> _Exercise_: Your task is to output all the records below, word for word.

> _Listed entries_:
══════════

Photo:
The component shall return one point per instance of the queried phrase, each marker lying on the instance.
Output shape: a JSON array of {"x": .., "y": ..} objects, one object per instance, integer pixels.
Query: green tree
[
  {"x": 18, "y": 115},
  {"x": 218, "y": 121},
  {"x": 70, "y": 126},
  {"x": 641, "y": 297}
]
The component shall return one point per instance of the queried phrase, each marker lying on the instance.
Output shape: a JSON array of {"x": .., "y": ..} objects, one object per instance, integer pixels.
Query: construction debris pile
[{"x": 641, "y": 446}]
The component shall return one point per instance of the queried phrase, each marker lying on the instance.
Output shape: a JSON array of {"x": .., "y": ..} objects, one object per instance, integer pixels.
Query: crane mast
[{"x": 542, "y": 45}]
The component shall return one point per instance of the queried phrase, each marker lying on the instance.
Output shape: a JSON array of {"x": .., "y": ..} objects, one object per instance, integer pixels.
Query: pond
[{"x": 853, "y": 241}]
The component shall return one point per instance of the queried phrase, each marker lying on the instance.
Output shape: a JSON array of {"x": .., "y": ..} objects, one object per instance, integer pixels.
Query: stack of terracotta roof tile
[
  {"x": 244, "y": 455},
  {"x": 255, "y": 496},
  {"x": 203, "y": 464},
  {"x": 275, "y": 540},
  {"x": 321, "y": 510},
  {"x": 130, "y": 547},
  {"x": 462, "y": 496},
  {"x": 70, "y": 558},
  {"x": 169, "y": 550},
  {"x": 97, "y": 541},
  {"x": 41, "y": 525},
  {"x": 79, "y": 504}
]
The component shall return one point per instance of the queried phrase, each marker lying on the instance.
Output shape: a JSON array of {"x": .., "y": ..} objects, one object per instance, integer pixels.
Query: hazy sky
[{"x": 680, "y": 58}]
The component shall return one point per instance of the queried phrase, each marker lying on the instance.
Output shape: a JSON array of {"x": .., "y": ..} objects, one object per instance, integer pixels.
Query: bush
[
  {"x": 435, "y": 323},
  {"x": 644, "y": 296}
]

══════════

> _Task solution_:
Photo:
The component shall return one point per instance of the queried phrase, each marker lying on the instance.
Output shape: a JSON array of {"x": .., "y": ..} objects, one object per instance, integer pixels.
Query: green tree
[
  {"x": 18, "y": 115},
  {"x": 218, "y": 121},
  {"x": 70, "y": 126},
  {"x": 641, "y": 297}
]
The component shall return one point per instance of the queried phrase, each marker lying on the instance.
Output shape: a JSON array of {"x": .., "y": ..} objects, one object per instance, integer pixels.
Query: construction debris pile
[{"x": 641, "y": 446}]
The component shall return one point per instance of the queried phrase, each marker lying on the instance.
Output shape: a JSON array of {"x": .., "y": ..} objects, one object per instance, integer pixels.
Query: crane mast
[{"x": 542, "y": 45}]
The component shall return one point per instance of the queried phrase, each marker lying on the instance.
Output shape: a JSON array of {"x": .., "y": ..} objects, one object per instance, integer pixels.
Query: pond
[{"x": 853, "y": 241}]
The component shall return one point per instance of the queried phrase, each marker lying on the instance.
Output shape: a JSON array of {"x": .., "y": ..} objects, one object per instance, integer pixels.
Query: stack of terracotta roof tile
[
  {"x": 244, "y": 455},
  {"x": 255, "y": 496},
  {"x": 203, "y": 464},
  {"x": 275, "y": 540},
  {"x": 321, "y": 510},
  {"x": 130, "y": 547},
  {"x": 462, "y": 496},
  {"x": 70, "y": 558},
  {"x": 169, "y": 550},
  {"x": 97, "y": 541},
  {"x": 41, "y": 525},
  {"x": 79, "y": 504}
]
The component shall return one point per instance of the queried phrase, each marker lying on the instance.
Output shape: a JSON array of {"x": .., "y": ..} objects, one object per instance, integer pixels.
Query: hazy sky
[{"x": 680, "y": 58}]
The component shall return one point per instance of the queried phrase, each marker lying on the instance.
Output shape: a JSON array of {"x": .., "y": ..} objects, one object per instance, integer pixels.
Query: bush
[
  {"x": 435, "y": 323},
  {"x": 644, "y": 296}
]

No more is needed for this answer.